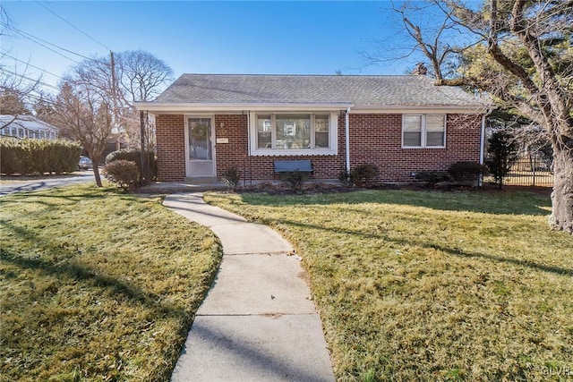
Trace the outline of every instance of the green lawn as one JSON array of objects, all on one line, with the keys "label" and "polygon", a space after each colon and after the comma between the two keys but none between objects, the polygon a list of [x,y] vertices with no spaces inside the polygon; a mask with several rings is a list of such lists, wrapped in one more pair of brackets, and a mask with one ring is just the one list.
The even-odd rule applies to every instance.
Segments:
[{"label": "green lawn", "polygon": [[206,199],[276,227],[295,246],[340,381],[573,378],[573,237],[549,230],[548,197],[367,191]]},{"label": "green lawn", "polygon": [[168,380],[220,261],[210,231],[93,186],[0,214],[0,380]]}]

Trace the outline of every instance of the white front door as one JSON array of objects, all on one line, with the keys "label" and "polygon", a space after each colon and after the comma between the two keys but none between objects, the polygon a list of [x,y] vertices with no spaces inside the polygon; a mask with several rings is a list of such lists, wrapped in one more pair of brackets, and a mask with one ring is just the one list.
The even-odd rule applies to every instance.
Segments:
[{"label": "white front door", "polygon": [[186,117],[187,176],[215,176],[213,118]]}]

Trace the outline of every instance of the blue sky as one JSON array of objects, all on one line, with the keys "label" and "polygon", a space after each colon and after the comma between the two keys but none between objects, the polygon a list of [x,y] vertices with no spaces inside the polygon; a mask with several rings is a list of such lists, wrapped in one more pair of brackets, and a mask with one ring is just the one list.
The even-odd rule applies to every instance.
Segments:
[{"label": "blue sky", "polygon": [[[25,33],[85,56],[143,49],[171,66],[175,78],[184,72],[404,74],[419,61],[368,65],[360,54],[372,51],[376,40],[399,40],[401,25],[389,1],[3,0],[2,6]],[[13,68],[12,56],[61,76],[74,64],[13,31],[0,38],[4,67]],[[23,68],[18,63],[17,72]],[[26,74],[40,72],[29,67]],[[45,72],[42,81],[56,85],[58,78]]]}]

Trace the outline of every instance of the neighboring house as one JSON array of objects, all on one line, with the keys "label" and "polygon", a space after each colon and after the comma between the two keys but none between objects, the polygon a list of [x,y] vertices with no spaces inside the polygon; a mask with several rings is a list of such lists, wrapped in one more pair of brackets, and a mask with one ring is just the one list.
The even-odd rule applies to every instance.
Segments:
[{"label": "neighboring house", "polygon": [[0,115],[0,136],[57,140],[57,127],[33,115]]},{"label": "neighboring house", "polygon": [[160,181],[273,179],[273,161],[311,159],[314,179],[368,163],[381,182],[483,161],[491,106],[423,75],[184,74],[153,102]]}]

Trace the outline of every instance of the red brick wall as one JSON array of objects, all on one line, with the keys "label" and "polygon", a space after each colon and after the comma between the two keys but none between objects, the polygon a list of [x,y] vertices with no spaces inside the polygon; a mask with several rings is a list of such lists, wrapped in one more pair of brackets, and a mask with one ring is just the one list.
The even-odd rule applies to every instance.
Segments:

**********

Objective:
Each entry shown above must be quoted exactly, with its pictures left out.

Result of this task:
Trace the outline of every instance of the green lawn as one JSON array of objects, all on one line, with the keys "label" and "polygon", a space after each colon and after the comma between the two keys but none between objects, the polygon a list of [x,y] vertices with no spaces inside the polygon; a mask with several rings is a list of such lists, wrapped in one more pair of brackets, and a mask with one ring is just the one list.
The even-odd rule applies to every instance.
Segments:
[{"label": "green lawn", "polygon": [[206,199],[276,227],[295,246],[340,381],[573,378],[573,237],[549,230],[548,197],[367,191]]},{"label": "green lawn", "polygon": [[168,380],[220,261],[210,231],[93,186],[0,214],[0,380]]}]

Trace the outline of every instance of the white front door as one JSON array of objects, all on one line, with the keys "label" and "polygon", a space after each colon and after the comma between the two keys but none between objects, the polygon a list of [x,y] vertices with no spaces inside the polygon; a mask with several rings is a list of such lists, wrapped in one more pair of brackets, and a mask with one ring is just the one list.
The even-odd rule applies to every instance.
Segments:
[{"label": "white front door", "polygon": [[186,117],[187,176],[215,176],[213,118]]}]

Trace the outline of every instance of the blue sky as one JSON array of objects, all on one line, with the keys "label" and "polygon", a space after each colon and after the comma between the two keys but none between objects, the polygon a list of [x,y] vertices with no spaces inside the polygon; a mask with several rings is a list of such lists, wrapped in one more pair of brackets, and a mask with one ring is just the one list.
The even-odd rule applies to every instance.
Segments:
[{"label": "blue sky", "polygon": [[[25,33],[85,56],[143,49],[171,66],[175,78],[184,72],[404,74],[419,61],[368,65],[360,54],[372,51],[376,40],[399,40],[401,25],[389,1],[3,0],[2,6]],[[13,68],[12,56],[61,76],[74,64],[13,31],[0,38],[4,67]],[[23,68],[18,63],[17,72]],[[26,74],[40,72],[29,67]],[[45,72],[42,81],[56,85],[58,78]]]}]

Trace the outline of every instance of the neighboring house as one JSON array of objects, all on one line, with the keys "label" and "polygon", a space after each colon and after the comma between the two keys but none between objects, the polygon a list of [x,y] vertices with no spaces inside the polygon; a mask with several rings is a list of such lists, wrapped in one more pair of brackets, and a mask with one ring is just the one list.
The even-odd rule applies to every instance.
Segments:
[{"label": "neighboring house", "polygon": [[0,115],[0,136],[57,140],[57,127],[33,115]]},{"label": "neighboring house", "polygon": [[160,181],[273,179],[273,161],[311,159],[314,179],[368,163],[381,182],[483,161],[491,106],[423,75],[184,74],[153,102]]}]

Trace the outline of every instance of the red brick wall as one JSON array of objects, all on one line, with the keys "label" and "polygon", a space after each colon and after the comma between the two keys but none between objects, the polygon a list of [x,y] vertices with no spaces inside the polygon; a mask with several rings is a list of such lists, wrapped in one more pair of brackets, and a mask with one ring is just the one list.
The even-odd rule applies to every instance.
Segments:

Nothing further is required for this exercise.